Objective A: Rewrite the paragraph of the press release below that begins "A review of the 31-page settlement agreement" as a short bulleted list, keeping its main facts.
Objective B: According to the press release below, how many more incinerators does Fibrowatt want to build in North Carolina?

332 Shady Grove Church Road ~ Winston-Salem, North Carolina 27107 ~ Phone (336) 769-0955 ~ Email:


December 22, 2009

David Mickey 336-624-2412 (cell)
Sam Tesh 336-366-7905
Deborah Kornegay 919-658-6321

Fibrowatt Flunks Major Tests In Minnesota

League Challenges North Carolina Regulators and Calls for Hearings

Today in letters mailed to state officials the Blue Ridge Environmental Defense League challenged North Carolina’s environmental and utilities regulators to consider major permit violations at a poultry litter incinerator in Minnesota before allowing similar projects to proceed. The plant’s operator, Fibrowatt LLC, wants to build three more incinerators in North Carolina to burn poultry waste. A settlement agreement between Fibrowatt and the state of Minnesota was released to the League December 17.

A review of the 31-page settlement agreement found numerous reporting deadlines that were missed, in many cases for several months. More alarming to the League were the stack violations. Fibrominn exceeded limits of particulate matter (soot), nitrogen oxide (NOx), sulfur dioxide (SO2), and carbon monoxide (CO).

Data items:

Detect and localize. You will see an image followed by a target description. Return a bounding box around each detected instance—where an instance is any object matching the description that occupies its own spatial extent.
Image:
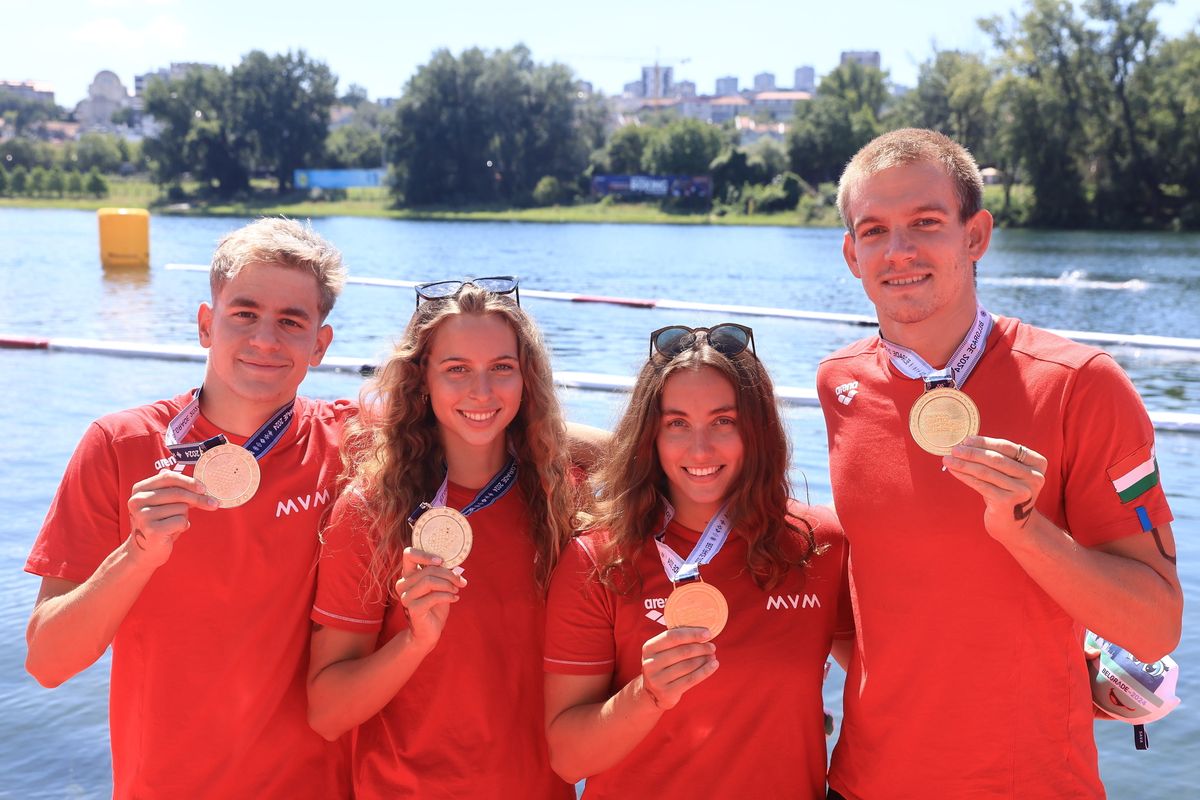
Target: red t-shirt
[25,393,352,800]
[312,483,574,800]
[546,506,852,800]
[817,318,1171,800]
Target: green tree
[86,167,108,197]
[325,122,383,169]
[982,0,1094,228]
[8,167,29,196]
[642,119,726,175]
[386,46,595,205]
[606,125,650,175]
[74,133,125,173]
[143,67,250,197]
[888,50,992,161]
[29,167,48,196]
[46,167,67,197]
[229,50,337,192]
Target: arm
[308,547,467,741]
[546,627,718,783]
[944,437,1183,662]
[25,470,217,687]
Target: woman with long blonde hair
[308,277,574,799]
[546,323,853,800]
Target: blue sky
[0,0,1200,106]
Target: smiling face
[197,263,334,434]
[425,314,524,471]
[655,367,745,530]
[842,162,991,355]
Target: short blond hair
[209,217,346,321]
[838,128,983,235]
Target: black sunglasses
[415,275,521,306]
[650,323,758,359]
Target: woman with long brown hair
[546,323,852,800]
[308,277,574,800]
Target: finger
[402,591,458,618]
[401,547,442,575]
[396,578,458,604]
[642,627,715,658]
[643,642,716,668]
[133,469,208,494]
[658,657,721,696]
[127,487,221,513]
[962,437,1049,471]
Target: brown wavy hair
[342,284,576,599]
[595,341,821,593]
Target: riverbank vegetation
[0,0,1200,229]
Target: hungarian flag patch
[1108,445,1158,503]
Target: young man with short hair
[25,219,352,799]
[817,130,1183,800]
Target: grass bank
[0,176,1030,228]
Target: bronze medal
[193,444,259,509]
[413,507,474,570]
[662,581,730,638]
[908,386,979,456]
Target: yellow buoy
[96,209,150,270]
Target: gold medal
[413,507,474,570]
[193,444,259,509]
[662,581,730,638]
[908,386,979,456]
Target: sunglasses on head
[650,323,758,360]
[415,275,521,306]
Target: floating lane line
[166,264,1200,353]
[0,333,1200,433]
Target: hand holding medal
[944,437,1049,543]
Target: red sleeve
[312,492,388,633]
[25,422,128,583]
[1062,354,1172,547]
[544,534,617,675]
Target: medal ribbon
[880,302,994,391]
[163,386,296,464]
[654,499,732,583]
[420,456,517,522]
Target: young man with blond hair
[25,219,352,799]
[817,130,1183,800]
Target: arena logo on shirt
[833,380,858,405]
[643,597,667,627]
[767,595,821,610]
[275,488,329,519]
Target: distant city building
[0,80,54,103]
[133,61,217,97]
[708,95,750,122]
[76,70,133,131]
[733,116,787,145]
[641,64,674,97]
[792,67,817,92]
[841,50,880,70]
[750,91,812,120]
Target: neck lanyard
[654,499,731,583]
[163,386,296,464]
[880,302,994,391]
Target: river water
[0,209,1200,799]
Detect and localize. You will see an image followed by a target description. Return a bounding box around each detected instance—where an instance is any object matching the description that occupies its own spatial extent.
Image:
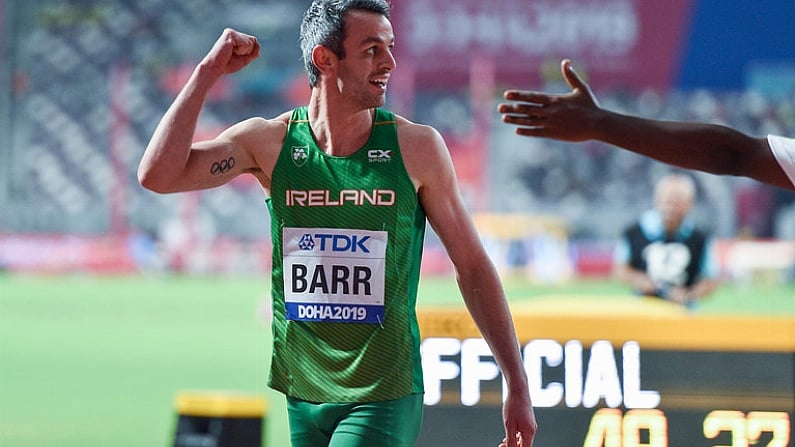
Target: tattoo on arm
[210,157,235,175]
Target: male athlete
[498,59,795,190]
[138,0,537,447]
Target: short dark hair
[300,0,390,87]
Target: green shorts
[287,394,423,447]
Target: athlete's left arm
[399,123,537,447]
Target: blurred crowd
[0,0,795,252]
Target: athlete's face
[337,10,396,108]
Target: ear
[312,45,337,78]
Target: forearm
[591,110,754,175]
[138,65,220,192]
[458,263,528,393]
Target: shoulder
[395,114,444,146]
[395,115,453,185]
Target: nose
[381,50,397,71]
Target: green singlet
[268,107,425,404]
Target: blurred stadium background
[0,0,795,446]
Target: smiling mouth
[370,79,387,89]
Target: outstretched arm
[138,29,259,193]
[498,60,795,189]
[400,125,538,447]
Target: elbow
[138,166,171,194]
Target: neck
[307,87,375,156]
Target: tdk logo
[367,149,392,163]
[298,233,370,253]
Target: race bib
[282,228,388,324]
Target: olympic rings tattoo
[210,157,235,175]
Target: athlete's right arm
[138,29,270,193]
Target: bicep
[410,133,485,269]
[165,120,278,191]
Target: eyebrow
[359,36,395,46]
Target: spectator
[614,174,717,309]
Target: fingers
[224,28,259,56]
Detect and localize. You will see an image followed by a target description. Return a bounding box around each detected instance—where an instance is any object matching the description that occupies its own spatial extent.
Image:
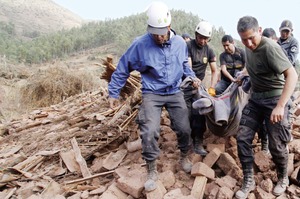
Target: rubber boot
[144,160,158,191]
[193,138,207,156]
[235,169,255,199]
[179,152,193,173]
[273,168,289,196]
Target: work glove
[208,87,216,97]
[108,97,120,109]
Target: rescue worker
[216,35,245,95]
[183,21,218,156]
[181,33,191,42]
[108,2,200,191]
[277,20,299,67]
[235,16,298,199]
[262,28,278,42]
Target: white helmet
[195,21,212,37]
[147,1,171,35]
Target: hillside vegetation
[0,0,298,120]
[0,10,225,63]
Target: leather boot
[261,138,270,154]
[144,160,158,191]
[273,168,289,196]
[235,169,255,199]
[193,138,207,156]
[179,152,193,173]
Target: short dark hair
[262,28,277,39]
[237,16,259,32]
[222,35,233,43]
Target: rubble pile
[0,58,300,199]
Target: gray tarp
[193,83,248,137]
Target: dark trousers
[136,92,191,161]
[184,93,206,142]
[237,96,291,169]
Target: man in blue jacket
[108,2,200,191]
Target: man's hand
[270,106,284,124]
[193,77,201,88]
[108,97,119,109]
[208,87,216,97]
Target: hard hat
[147,1,171,35]
[195,21,212,37]
[279,20,293,31]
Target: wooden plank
[59,150,80,173]
[103,149,127,170]
[71,137,91,177]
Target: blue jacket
[108,32,195,98]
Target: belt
[251,89,282,99]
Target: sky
[53,0,300,41]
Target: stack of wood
[0,57,300,199]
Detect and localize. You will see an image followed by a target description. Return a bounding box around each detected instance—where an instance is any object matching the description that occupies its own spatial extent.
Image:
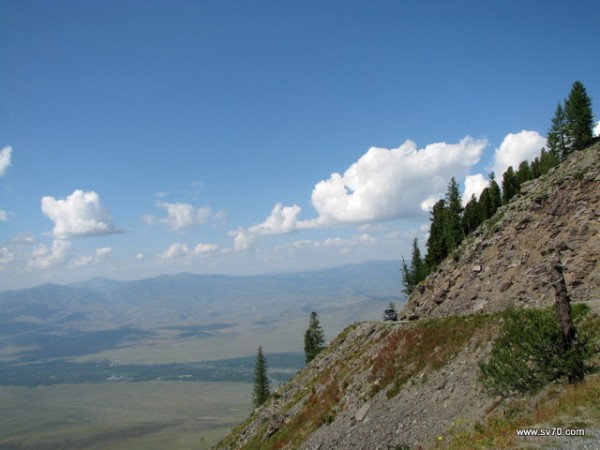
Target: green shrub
[479,307,591,397]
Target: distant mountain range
[0,261,403,362]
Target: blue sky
[0,0,600,290]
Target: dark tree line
[401,81,594,295]
[548,81,594,160]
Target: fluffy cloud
[312,137,487,226]
[230,136,488,250]
[492,130,546,180]
[42,189,121,239]
[0,146,12,177]
[248,203,303,236]
[229,227,258,252]
[28,239,71,269]
[69,247,112,269]
[158,242,219,260]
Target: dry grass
[370,315,491,398]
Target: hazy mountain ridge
[217,142,600,450]
[0,261,402,362]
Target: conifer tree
[401,238,427,296]
[547,103,570,159]
[462,194,481,235]
[425,199,448,270]
[540,148,560,175]
[445,177,464,253]
[564,81,594,151]
[304,311,325,364]
[502,166,520,204]
[252,347,271,407]
[488,172,502,217]
[517,160,531,186]
[479,186,493,223]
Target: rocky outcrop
[217,143,600,450]
[401,143,600,319]
[218,322,496,450]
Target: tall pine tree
[252,347,271,407]
[565,81,594,151]
[304,311,325,364]
[547,103,570,159]
[401,238,427,296]
[425,199,448,271]
[446,177,464,253]
[502,166,520,204]
[462,194,481,235]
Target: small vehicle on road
[383,309,398,322]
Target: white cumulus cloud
[69,247,112,269]
[230,136,488,250]
[158,242,219,260]
[0,146,12,177]
[42,189,121,239]
[492,130,546,180]
[312,137,487,226]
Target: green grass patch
[369,314,492,398]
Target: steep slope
[217,144,600,450]
[403,142,600,319]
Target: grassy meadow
[0,381,252,450]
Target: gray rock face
[220,143,600,450]
[400,143,600,319]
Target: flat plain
[0,381,252,450]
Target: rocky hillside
[403,142,600,319]
[217,144,600,450]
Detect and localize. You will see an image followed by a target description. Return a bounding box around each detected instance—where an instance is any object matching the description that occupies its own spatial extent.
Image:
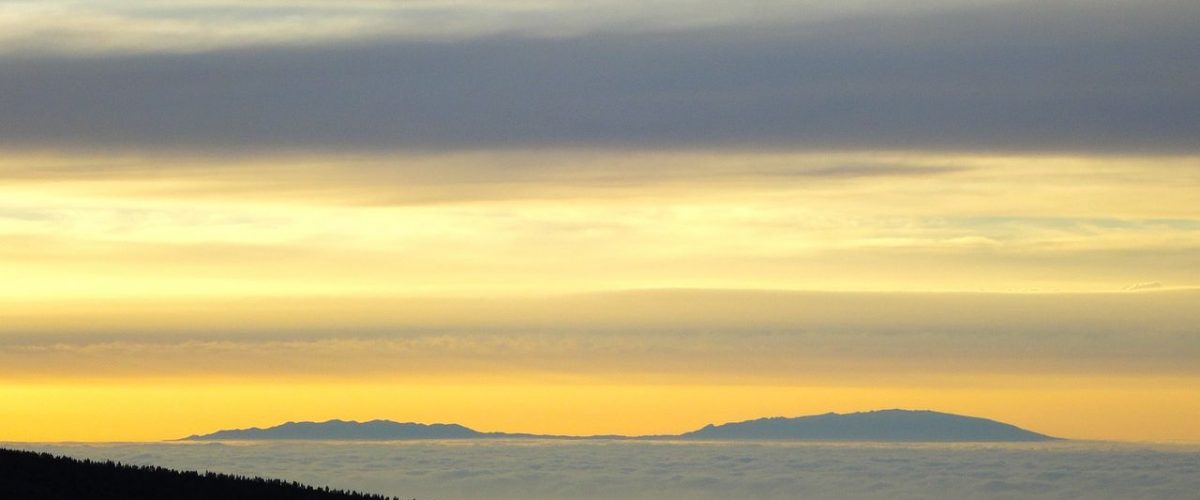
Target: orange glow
[0,376,1200,441]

Correct answer A:
- The 31-page settlement agreement showed many missed reporting deadlines, often missed by several months.
- The League found the stack violations more alarming.
- Fibrominn exceeded limits for particulate matter (soot), nitrogen oxide (NOx), sulfur dioxide (SO2), and carbon monoxide (CO).

Correct answer B: Three.